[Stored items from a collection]
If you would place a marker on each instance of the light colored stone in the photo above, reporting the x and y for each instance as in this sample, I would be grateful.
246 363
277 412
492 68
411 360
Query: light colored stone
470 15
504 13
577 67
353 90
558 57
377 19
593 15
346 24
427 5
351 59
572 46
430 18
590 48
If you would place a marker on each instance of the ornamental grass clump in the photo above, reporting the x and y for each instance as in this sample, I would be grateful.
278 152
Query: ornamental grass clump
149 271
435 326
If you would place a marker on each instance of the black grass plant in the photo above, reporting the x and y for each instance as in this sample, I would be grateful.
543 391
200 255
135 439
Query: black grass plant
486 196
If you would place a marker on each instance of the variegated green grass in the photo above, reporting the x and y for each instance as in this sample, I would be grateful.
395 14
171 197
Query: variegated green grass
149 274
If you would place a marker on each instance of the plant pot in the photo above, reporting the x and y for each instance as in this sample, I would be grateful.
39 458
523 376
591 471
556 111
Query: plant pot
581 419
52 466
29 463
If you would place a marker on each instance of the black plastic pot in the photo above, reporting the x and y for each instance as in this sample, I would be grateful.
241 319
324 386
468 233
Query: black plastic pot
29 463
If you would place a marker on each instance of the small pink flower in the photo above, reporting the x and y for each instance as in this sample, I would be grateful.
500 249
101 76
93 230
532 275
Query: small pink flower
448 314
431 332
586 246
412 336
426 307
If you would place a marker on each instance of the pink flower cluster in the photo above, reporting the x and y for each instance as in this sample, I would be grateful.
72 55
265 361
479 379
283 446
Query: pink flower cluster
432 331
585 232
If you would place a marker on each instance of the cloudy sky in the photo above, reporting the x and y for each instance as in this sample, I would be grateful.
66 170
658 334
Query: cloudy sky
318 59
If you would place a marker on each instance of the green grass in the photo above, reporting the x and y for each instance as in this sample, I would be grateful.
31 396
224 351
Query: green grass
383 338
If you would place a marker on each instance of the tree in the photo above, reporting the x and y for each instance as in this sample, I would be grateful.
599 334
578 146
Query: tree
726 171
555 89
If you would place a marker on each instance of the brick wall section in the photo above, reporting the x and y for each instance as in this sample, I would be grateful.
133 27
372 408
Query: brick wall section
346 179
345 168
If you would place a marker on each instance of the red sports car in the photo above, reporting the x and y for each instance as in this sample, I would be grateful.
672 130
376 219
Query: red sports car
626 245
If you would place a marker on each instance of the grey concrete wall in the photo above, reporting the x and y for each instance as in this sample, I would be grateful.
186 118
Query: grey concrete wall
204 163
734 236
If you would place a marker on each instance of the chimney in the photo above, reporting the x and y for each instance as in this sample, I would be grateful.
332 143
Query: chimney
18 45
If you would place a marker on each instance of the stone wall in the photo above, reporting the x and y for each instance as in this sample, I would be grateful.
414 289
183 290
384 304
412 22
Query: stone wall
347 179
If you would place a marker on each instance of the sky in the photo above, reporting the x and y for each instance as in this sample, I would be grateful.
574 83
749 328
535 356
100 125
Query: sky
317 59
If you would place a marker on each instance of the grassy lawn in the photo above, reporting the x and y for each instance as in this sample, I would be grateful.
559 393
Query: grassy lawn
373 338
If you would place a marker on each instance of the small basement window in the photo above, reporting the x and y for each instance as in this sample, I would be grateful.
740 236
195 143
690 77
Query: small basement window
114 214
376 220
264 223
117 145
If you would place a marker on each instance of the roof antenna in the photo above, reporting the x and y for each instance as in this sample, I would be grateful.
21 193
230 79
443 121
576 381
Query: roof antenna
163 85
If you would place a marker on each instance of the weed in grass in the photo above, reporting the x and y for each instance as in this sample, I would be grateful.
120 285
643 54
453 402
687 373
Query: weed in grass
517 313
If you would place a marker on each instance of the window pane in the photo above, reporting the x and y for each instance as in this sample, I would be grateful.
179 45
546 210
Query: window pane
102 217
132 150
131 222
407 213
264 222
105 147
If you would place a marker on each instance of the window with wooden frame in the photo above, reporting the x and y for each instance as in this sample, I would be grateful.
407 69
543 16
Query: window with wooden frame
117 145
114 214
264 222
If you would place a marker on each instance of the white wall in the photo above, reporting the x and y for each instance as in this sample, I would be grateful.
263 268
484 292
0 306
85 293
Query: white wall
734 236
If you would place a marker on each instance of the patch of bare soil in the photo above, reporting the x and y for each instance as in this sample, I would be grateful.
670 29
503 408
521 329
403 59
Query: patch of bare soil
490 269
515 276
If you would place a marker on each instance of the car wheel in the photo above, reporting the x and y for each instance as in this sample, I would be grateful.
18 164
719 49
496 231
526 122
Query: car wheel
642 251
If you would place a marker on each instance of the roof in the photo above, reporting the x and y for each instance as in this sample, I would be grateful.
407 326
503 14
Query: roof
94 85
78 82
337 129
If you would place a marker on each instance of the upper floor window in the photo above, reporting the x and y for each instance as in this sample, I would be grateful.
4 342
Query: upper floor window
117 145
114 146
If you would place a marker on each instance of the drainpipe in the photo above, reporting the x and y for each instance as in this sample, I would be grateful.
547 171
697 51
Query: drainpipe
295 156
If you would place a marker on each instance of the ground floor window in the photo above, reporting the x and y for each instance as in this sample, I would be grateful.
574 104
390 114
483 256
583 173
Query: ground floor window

Task details => Find and copy each line of the data where "ground" is present.

Answer to the problem =>
If you would place a marker on each instance of the ground floor window in the photo above, reporting the x and y for each instance as in this sample, I would be grateful.
Query: ground floor window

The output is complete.